-- Work to complete --
Search the records for the string "shirt" and return each line that has it.
Data for review Block Start
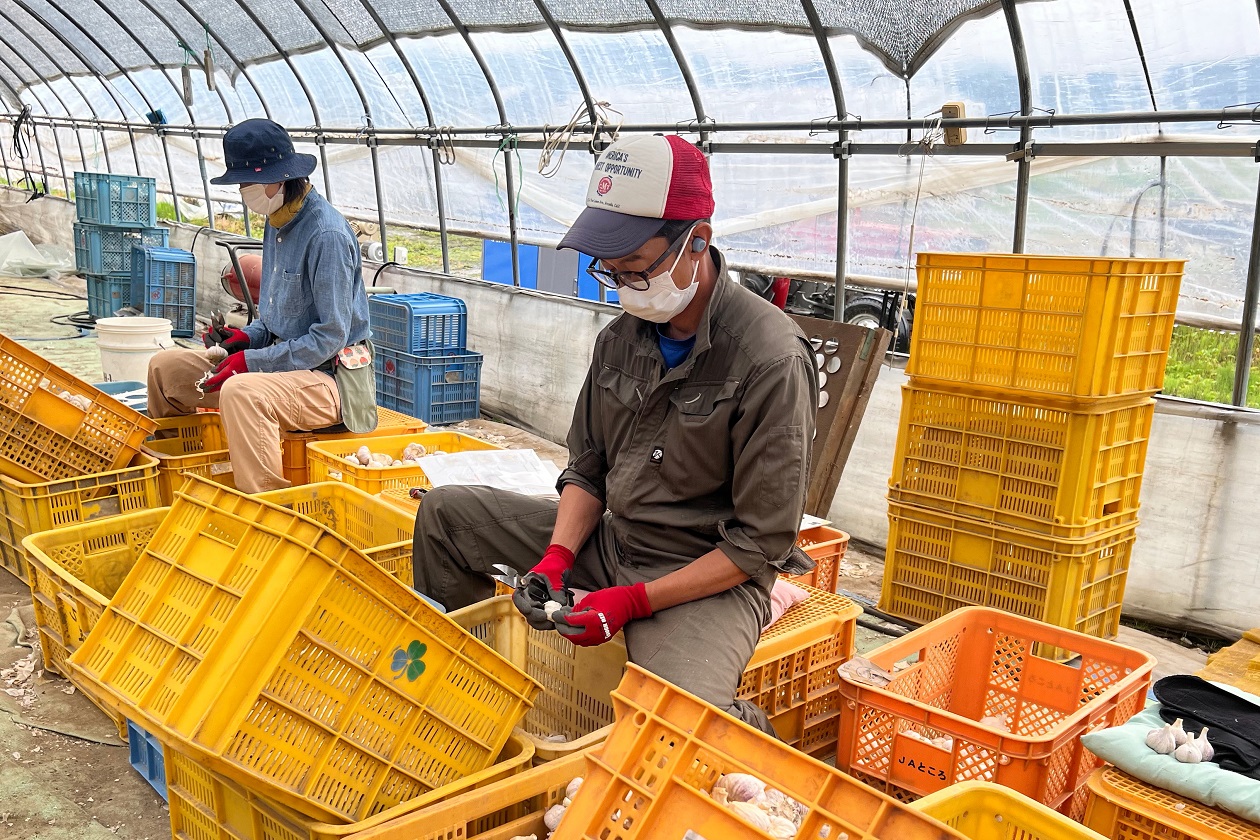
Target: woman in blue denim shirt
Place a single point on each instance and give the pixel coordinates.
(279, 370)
Data for review Block End
Data for review Block Start
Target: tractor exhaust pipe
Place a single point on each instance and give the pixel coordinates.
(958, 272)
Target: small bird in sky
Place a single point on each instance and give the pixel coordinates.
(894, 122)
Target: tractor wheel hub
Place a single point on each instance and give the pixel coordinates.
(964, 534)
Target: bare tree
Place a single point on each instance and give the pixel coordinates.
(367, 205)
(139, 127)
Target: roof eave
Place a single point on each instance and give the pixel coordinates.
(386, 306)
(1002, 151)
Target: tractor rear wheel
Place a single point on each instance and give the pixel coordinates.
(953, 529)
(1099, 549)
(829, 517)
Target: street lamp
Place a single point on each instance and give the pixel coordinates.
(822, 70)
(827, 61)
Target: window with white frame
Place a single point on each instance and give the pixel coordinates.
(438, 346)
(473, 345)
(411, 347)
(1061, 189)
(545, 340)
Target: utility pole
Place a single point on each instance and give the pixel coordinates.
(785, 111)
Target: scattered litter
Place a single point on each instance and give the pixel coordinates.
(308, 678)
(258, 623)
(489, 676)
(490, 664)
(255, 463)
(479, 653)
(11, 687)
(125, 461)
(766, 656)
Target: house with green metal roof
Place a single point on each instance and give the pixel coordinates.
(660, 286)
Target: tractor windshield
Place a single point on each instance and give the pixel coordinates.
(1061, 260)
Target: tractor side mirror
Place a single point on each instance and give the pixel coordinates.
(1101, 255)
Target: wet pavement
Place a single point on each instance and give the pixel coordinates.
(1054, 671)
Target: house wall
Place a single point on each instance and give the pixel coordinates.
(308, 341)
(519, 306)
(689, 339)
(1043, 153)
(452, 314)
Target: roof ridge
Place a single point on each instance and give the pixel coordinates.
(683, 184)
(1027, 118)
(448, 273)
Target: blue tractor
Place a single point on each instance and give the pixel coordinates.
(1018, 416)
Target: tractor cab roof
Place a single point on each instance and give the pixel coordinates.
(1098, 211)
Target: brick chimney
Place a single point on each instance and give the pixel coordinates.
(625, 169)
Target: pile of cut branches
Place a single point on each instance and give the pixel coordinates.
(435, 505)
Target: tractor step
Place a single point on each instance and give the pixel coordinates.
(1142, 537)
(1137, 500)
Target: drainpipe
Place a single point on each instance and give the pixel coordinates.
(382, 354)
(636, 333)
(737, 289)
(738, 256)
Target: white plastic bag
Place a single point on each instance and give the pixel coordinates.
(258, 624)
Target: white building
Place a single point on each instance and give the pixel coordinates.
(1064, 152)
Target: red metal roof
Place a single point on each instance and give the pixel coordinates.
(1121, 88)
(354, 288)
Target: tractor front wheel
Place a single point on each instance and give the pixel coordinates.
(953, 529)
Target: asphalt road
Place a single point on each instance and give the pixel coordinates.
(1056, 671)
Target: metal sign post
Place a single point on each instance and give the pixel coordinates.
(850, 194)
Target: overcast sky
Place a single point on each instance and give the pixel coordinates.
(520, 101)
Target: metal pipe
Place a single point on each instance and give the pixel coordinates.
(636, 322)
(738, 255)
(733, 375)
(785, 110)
Data for review Block End
Data for review Block Start
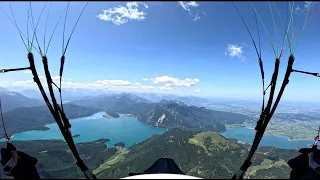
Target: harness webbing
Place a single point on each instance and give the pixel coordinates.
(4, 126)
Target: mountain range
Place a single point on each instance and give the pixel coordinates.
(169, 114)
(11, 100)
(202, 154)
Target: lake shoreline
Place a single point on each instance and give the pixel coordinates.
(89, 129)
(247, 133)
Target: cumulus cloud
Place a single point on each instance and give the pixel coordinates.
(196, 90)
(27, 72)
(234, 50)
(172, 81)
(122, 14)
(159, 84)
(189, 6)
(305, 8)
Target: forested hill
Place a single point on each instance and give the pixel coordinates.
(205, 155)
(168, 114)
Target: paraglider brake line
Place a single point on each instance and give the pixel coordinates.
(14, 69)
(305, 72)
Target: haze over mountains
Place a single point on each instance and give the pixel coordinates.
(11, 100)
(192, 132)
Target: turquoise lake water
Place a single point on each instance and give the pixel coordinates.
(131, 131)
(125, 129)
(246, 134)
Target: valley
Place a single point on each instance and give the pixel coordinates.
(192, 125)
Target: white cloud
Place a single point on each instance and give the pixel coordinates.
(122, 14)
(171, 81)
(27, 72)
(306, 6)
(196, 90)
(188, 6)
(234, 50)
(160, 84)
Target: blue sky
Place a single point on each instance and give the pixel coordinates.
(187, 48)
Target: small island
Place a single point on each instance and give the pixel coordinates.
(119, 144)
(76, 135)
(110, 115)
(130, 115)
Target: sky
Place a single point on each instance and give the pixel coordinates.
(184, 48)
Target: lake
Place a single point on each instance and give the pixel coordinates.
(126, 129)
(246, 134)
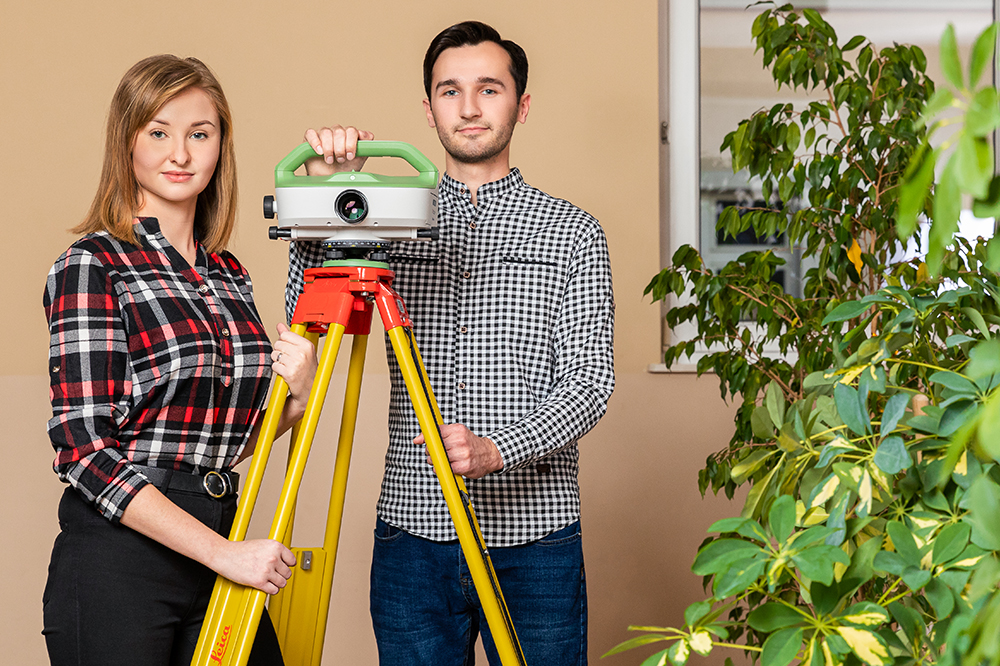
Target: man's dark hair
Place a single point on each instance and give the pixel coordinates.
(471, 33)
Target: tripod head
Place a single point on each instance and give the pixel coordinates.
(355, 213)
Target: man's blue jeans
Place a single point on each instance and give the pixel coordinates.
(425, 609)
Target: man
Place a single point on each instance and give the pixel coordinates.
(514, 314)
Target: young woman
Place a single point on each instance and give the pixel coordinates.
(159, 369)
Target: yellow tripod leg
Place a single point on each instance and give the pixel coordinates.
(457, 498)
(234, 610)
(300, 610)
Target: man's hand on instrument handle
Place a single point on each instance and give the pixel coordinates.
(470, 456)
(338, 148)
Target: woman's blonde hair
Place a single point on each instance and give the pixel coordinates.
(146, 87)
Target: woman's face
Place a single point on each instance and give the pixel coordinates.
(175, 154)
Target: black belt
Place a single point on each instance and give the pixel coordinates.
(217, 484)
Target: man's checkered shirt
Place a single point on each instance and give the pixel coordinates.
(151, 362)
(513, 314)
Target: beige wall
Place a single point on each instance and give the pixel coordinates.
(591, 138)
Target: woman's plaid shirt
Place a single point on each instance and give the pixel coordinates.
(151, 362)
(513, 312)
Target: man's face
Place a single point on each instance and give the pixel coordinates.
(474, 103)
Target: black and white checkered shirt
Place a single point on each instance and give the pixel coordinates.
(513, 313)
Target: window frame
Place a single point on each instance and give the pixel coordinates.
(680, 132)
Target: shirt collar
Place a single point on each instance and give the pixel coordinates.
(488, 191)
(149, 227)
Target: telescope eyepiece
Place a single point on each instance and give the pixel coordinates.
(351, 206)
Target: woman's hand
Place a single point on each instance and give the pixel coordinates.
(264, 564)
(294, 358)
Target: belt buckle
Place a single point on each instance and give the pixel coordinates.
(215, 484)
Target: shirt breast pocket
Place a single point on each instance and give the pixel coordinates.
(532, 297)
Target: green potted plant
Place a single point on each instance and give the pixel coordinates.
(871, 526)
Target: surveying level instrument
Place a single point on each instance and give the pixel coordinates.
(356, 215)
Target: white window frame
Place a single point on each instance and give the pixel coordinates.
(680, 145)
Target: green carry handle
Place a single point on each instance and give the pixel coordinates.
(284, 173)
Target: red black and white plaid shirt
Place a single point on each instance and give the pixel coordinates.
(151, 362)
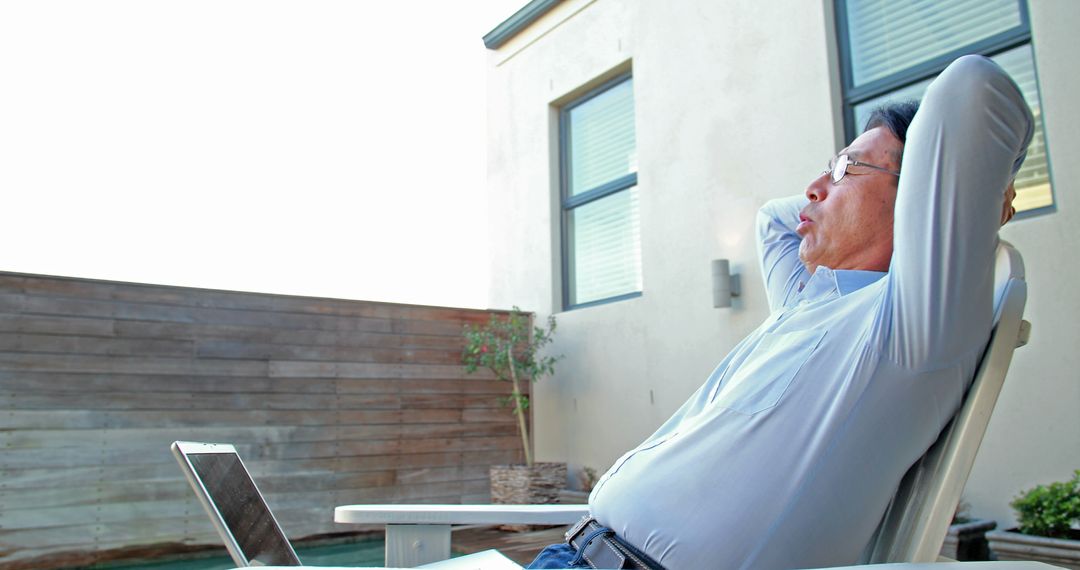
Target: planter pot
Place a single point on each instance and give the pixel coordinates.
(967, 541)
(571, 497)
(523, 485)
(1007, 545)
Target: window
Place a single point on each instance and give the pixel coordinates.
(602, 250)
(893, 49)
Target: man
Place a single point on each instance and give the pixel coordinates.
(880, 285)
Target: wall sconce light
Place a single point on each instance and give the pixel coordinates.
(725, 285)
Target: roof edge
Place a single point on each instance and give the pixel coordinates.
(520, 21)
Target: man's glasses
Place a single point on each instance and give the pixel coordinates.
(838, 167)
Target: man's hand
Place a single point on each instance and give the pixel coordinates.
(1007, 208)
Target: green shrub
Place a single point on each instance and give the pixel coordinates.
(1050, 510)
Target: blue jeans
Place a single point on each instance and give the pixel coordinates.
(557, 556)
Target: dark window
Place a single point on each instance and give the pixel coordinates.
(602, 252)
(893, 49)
Data for review Block End
-- Exercise solution --
Target: woman in blue denim shirt
Target: man's checkered shirt
Target: woman's plaid shirt
Target: black and white checkered shirt
Target: shirt collar
Target: shirt breast pocket
Target: red black and white plaid shirt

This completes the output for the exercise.